* _PAGE_:

● ● ●

LASSO for general likelihood I just wonder, if it makes sense and if there is something written on the LASSO for a general parametric models, not just for linear and general linear models?
I mean if it makes sense to maximise the $l_{1}$-penalised likelihood?   
 A: Yes, $\ell_1$ regularization (as used by lasso) can be applied to other models too. As always, whether this will work well depends on the problem.
In the context of linear regression, the lasso estimate of the coefficients is equivalent to the maximumum a posteriori (MAP) estimate assuming a Gaussian likelihood function and a Laplacian prior on the coefficients. This follows from the fact that the squared error term in the lasso cost function is proportional to the negative log of a Gaussian likelihood function. And, the lasso penalty term is proportional to the negative log of a Laplacian prior. So, minimizing the sum of the error and penalty terms is equivalent to maximizing the product of the likelihood and prior. A similar argument can be made for $\ell_1$ penalized logistic regression--this also corresponds to MAP estimation with a Laplacian prior on the coefficients.

● ● ●

From the thread above on LASSO for general likelihood, reproduce verbatim the passage that begins with the words containing "LASSO for general" and ends with "on the problem.".

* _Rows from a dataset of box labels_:

● ● ●

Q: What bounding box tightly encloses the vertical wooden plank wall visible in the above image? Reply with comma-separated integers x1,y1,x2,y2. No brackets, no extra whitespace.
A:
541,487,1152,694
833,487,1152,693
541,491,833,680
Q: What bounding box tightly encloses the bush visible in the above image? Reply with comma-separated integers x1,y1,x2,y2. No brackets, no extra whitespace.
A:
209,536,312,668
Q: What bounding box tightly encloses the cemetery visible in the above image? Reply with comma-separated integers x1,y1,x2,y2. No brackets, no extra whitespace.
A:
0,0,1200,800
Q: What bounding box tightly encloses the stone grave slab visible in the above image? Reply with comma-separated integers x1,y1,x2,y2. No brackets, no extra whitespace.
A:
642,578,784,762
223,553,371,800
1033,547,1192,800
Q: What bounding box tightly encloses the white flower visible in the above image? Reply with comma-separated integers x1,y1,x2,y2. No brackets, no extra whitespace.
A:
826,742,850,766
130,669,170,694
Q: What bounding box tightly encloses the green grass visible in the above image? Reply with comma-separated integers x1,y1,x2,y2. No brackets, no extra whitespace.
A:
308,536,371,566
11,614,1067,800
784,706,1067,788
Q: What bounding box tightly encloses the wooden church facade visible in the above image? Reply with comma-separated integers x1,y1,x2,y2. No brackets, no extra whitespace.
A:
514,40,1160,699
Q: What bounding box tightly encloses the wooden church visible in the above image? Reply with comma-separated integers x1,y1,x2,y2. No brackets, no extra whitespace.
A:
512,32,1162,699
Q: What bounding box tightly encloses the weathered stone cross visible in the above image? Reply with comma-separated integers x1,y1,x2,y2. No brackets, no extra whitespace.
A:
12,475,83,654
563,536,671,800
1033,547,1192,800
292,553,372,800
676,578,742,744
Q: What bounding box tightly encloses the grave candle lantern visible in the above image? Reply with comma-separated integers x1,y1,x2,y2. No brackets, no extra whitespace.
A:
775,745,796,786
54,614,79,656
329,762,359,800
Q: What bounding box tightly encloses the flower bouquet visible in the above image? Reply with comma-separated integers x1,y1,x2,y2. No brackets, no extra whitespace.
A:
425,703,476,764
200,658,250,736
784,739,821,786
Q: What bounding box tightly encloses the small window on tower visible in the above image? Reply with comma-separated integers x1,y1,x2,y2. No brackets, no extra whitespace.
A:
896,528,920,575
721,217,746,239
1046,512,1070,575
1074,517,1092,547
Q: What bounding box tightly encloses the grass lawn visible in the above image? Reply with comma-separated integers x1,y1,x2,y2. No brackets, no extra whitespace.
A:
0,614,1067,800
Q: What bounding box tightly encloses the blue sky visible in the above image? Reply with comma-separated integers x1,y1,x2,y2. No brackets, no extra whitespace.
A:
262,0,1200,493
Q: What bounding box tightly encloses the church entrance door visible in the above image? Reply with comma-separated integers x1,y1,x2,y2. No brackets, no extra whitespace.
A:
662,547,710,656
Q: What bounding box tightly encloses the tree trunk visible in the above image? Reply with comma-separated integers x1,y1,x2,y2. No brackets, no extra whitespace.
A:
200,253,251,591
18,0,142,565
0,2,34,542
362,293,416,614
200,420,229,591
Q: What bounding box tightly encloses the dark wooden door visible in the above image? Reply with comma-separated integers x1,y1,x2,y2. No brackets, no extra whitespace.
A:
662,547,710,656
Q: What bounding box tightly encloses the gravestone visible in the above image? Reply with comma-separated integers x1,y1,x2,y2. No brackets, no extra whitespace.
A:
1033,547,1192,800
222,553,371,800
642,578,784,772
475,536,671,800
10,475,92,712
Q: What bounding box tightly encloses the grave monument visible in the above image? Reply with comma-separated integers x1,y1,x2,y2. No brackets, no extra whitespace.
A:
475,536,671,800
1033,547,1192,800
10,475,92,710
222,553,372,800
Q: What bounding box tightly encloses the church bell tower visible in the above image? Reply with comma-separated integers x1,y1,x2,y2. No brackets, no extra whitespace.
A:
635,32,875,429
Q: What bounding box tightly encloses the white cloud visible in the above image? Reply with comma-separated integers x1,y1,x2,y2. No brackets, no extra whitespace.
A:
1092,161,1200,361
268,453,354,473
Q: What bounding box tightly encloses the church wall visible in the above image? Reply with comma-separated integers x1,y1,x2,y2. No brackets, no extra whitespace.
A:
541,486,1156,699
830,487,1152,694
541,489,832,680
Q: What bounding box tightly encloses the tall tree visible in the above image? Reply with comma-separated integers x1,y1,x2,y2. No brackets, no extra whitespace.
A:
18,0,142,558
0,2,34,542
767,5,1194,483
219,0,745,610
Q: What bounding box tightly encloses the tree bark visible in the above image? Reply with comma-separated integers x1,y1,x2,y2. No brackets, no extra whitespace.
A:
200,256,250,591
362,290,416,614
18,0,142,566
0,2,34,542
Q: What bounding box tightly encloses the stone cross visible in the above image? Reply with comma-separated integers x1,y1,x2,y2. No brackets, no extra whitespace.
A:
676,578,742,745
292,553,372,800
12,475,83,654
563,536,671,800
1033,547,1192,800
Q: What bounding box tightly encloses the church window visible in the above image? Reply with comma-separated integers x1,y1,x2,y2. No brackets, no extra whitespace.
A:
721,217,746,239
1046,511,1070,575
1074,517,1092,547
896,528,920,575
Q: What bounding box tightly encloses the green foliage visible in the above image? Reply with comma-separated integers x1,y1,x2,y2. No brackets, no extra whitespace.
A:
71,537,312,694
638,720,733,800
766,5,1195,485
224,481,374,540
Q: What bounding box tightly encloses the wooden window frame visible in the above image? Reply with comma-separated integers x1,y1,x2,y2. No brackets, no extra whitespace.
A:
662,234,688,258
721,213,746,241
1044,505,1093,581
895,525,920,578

● ● ●

* _ANSWER TO THIS TASK_:
LASSO for general likelihood I just wonder, if it makes sense and if there is something written on the LASSO for a general parametric models, not just for linear and general linear models?
I mean if it makes sense to maximise the $l_{1}$-penalised likelihood?   
 A: Yes, $\ell_1$ regularization (as used by lasso) can be applied to other models too. As always, whether this will work well depends on the problem.